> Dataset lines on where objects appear
>> Start

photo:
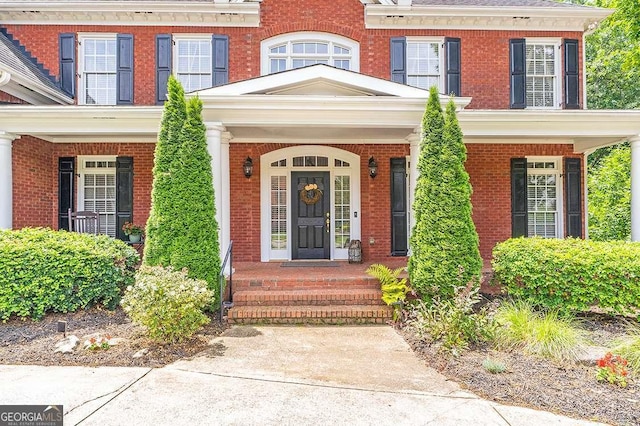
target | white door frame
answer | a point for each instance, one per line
(267, 171)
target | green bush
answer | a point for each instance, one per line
(168, 303)
(547, 334)
(43, 270)
(571, 274)
(452, 324)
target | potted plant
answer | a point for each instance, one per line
(133, 231)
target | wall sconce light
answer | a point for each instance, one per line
(373, 168)
(247, 167)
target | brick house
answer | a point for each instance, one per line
(308, 92)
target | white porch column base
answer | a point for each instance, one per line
(219, 163)
(6, 181)
(414, 153)
(635, 189)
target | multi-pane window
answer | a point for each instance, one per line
(193, 63)
(542, 75)
(98, 70)
(98, 192)
(342, 209)
(303, 49)
(278, 212)
(542, 198)
(424, 64)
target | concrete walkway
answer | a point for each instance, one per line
(270, 376)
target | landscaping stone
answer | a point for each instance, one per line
(67, 345)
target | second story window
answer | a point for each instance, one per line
(297, 50)
(193, 62)
(542, 71)
(98, 69)
(424, 63)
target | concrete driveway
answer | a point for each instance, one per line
(270, 376)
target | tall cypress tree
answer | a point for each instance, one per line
(196, 246)
(444, 242)
(160, 232)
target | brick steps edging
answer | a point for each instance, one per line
(347, 314)
(308, 297)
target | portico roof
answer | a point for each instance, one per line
(322, 105)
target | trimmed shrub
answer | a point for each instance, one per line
(571, 274)
(168, 303)
(444, 241)
(57, 271)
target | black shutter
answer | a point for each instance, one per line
(452, 66)
(124, 69)
(571, 75)
(573, 190)
(163, 66)
(518, 69)
(399, 60)
(519, 217)
(220, 49)
(124, 193)
(398, 207)
(67, 58)
(66, 167)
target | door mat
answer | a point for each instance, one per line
(320, 264)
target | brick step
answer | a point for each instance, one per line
(345, 314)
(363, 296)
(305, 283)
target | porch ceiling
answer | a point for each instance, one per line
(296, 119)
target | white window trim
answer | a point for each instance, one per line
(557, 97)
(184, 37)
(80, 70)
(266, 171)
(559, 187)
(307, 36)
(440, 41)
(82, 170)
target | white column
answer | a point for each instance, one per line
(214, 136)
(414, 153)
(6, 181)
(635, 188)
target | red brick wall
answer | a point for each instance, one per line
(33, 190)
(7, 98)
(35, 177)
(489, 167)
(485, 54)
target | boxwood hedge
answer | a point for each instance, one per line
(43, 270)
(571, 274)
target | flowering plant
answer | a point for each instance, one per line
(612, 369)
(130, 229)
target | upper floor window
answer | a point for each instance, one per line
(543, 73)
(193, 62)
(297, 50)
(97, 69)
(424, 63)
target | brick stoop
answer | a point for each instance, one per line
(330, 306)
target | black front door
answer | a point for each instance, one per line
(311, 215)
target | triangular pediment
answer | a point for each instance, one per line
(316, 80)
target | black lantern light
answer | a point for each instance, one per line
(247, 167)
(373, 167)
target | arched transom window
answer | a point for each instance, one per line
(297, 50)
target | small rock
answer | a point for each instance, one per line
(591, 354)
(67, 345)
(141, 353)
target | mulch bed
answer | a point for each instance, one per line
(568, 389)
(32, 342)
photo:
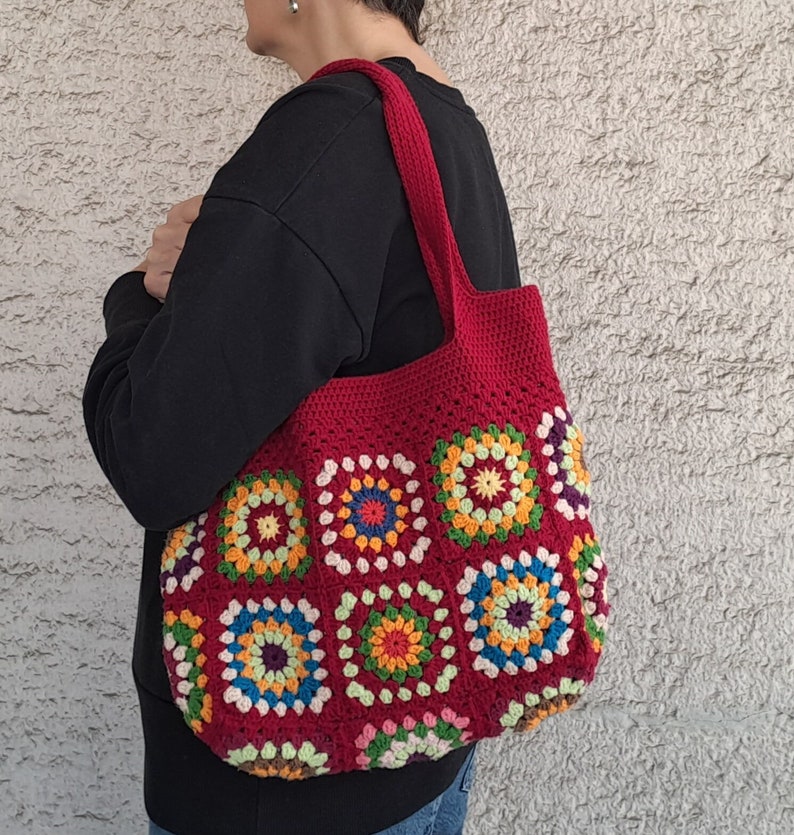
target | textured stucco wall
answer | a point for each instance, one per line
(646, 149)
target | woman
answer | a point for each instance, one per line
(300, 263)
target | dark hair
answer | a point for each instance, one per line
(408, 11)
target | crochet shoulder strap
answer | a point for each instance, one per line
(419, 173)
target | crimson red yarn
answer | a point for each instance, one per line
(357, 558)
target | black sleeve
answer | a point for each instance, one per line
(181, 394)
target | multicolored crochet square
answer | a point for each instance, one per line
(395, 643)
(285, 760)
(563, 447)
(180, 562)
(272, 657)
(414, 740)
(517, 613)
(371, 513)
(591, 576)
(262, 529)
(527, 715)
(182, 641)
(488, 488)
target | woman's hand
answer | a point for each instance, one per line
(167, 242)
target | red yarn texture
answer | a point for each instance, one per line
(407, 563)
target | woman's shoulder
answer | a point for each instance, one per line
(292, 135)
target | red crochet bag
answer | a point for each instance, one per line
(407, 564)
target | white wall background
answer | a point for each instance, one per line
(647, 153)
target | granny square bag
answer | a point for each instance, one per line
(407, 564)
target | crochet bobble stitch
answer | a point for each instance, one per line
(394, 643)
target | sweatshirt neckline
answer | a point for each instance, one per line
(450, 94)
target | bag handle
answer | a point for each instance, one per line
(416, 164)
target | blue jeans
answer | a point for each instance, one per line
(443, 816)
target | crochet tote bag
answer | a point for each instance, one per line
(407, 564)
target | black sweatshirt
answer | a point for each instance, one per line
(303, 264)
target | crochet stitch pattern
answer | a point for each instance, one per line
(487, 485)
(407, 563)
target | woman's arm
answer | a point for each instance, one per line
(181, 394)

>> End

> To do
Rewrite all the lines above, replacing each "target" with "object" and changing nothing else. Omit the pictures from your answer.

> Solution for this problem
photo:
object | white door frame
answer | a point for each instance, one per line
(267, 171)
object | green bush
answer | a point for each instance, one per line
(168, 303)
(547, 334)
(43, 270)
(571, 274)
(452, 324)
object | potted plant
answer | a point for each instance, one per line
(133, 231)
object | wall sconce light
answer | a point for each instance, one per line
(373, 168)
(247, 167)
object | brick house
answer | a point for each instance, one per line
(308, 92)
object | white porch column base
answer | a point for each instance, one per line
(219, 163)
(6, 181)
(414, 153)
(635, 189)
object | multi-pane window
answer | a point for each instance, one per line
(193, 63)
(542, 75)
(98, 70)
(98, 192)
(342, 209)
(303, 49)
(278, 212)
(542, 198)
(424, 64)
object | concrete walkway
answer | a point for each instance, one per line
(270, 376)
object | landscaping stone
answer | a point for each instance, one per line
(67, 345)
object | second story window
answer | a point for each instance, one per line
(297, 50)
(193, 62)
(542, 71)
(98, 69)
(424, 63)
object | concrete driveway
answer | a point for each instance, one per line
(270, 376)
object | tall cypress tree
answer | a point for each instance, one per line
(196, 246)
(444, 242)
(160, 232)
object | brick steps edging
answer | a point for each instance, one per line
(347, 314)
(308, 297)
object | portico roof
answer | a point for each instance, one per line
(322, 105)
object | trimmed shrub
answer | a point for each instance, one per line
(571, 274)
(168, 303)
(444, 241)
(57, 271)
object | black shutter
answer | a point for each instance, one per line
(452, 66)
(124, 69)
(571, 75)
(573, 190)
(163, 66)
(518, 69)
(399, 60)
(519, 217)
(220, 49)
(124, 193)
(398, 207)
(67, 58)
(66, 167)
object | door mat
answer | a point for each instance, one per line
(320, 264)
object | brick step
answer | a point for each instance, one per line
(345, 314)
(363, 296)
(305, 283)
object | porch ceiling
answer | a point for each instance, one per line
(296, 119)
object | white window trim
answer | a point for each instance, one per line
(557, 97)
(184, 37)
(80, 70)
(266, 171)
(559, 187)
(307, 36)
(440, 41)
(82, 170)
object | white column
answer | a point for each instance, one per line
(214, 136)
(414, 153)
(6, 181)
(635, 188)
object | red brick wall
answer | a point for each instance, one per line
(33, 190)
(7, 98)
(35, 177)
(489, 167)
(485, 54)
object | boxwood hedge
answer | a point for each instance, one per line
(43, 270)
(571, 274)
object | flowering plant
answer | a point for each instance, one per line
(612, 369)
(130, 229)
object | upper floor window
answer | a point for each instance, one per line
(543, 73)
(193, 62)
(297, 50)
(97, 69)
(424, 63)
object | brick stoop
answer | a point for each instance, one per line
(330, 306)
object | black front door
answer | a point for each instance, one per line
(311, 215)
object | triangular pediment
answer | a point for each instance, one per line
(316, 80)
object | black lantern light
answer | a point for each instance, one per line
(247, 167)
(373, 167)
object | arched transom window
answer | a point for each instance, one per line
(297, 50)
object | small rock
answer | a point for each instance, one per line
(591, 354)
(67, 345)
(141, 353)
object | mulch bed
answer | a point for each instance, one per line
(568, 389)
(32, 342)
photo:
object | textured stucco wall
answer | a point for each instance, one per line
(646, 149)
object | woman
answer | a point for each instance, one per line
(300, 263)
object | dark hair
answer | a point for each instance, one per line
(408, 11)
object | crochet shoulder strap
answer | a point for each instance, one per line
(419, 173)
object | crimson red yarn
answer | a point for each instance, one per line
(357, 558)
object | black sleeve
answer | a point for each instance, one per line
(181, 394)
object | multicolored crochet square
answer | a point for each instance, one per line
(395, 643)
(285, 760)
(563, 447)
(180, 562)
(272, 657)
(414, 740)
(517, 613)
(371, 513)
(591, 576)
(262, 529)
(527, 715)
(182, 641)
(488, 488)
object | woman's hand
answer | a point for each instance, one per line
(167, 242)
object | red yarn texture
answer | a point for each instance, one per line
(407, 563)
object | woman's shoulder
answer | a point for each instance, one per line
(292, 135)
object | red crochet bag
answer | a point for each instance, one per line
(407, 564)
object | white wall background
answer | a point for each instance, one per line
(647, 153)
object | granny square bag
answer | a point for each instance, one per line
(407, 564)
object | crochet bobble stitch
answer | a point for each instance, one per line
(394, 643)
object | sweatshirt neckline
answer | a point for each instance, one per line
(450, 94)
object | bag handle
answer | a point for each instance, one per line
(416, 164)
object | blue jeans
answer | a point for each instance, one per line
(443, 816)
object | crochet tote bag
answer | a point for each instance, one per line
(407, 564)
object | black sweatshirt
answer | a point for each instance, one per line
(303, 264)
object | crochet stitch pattern
answer | a point for each instance, one per line
(487, 485)
(407, 563)
object | woman's arm
answer | a point for each instance, one per line
(181, 394)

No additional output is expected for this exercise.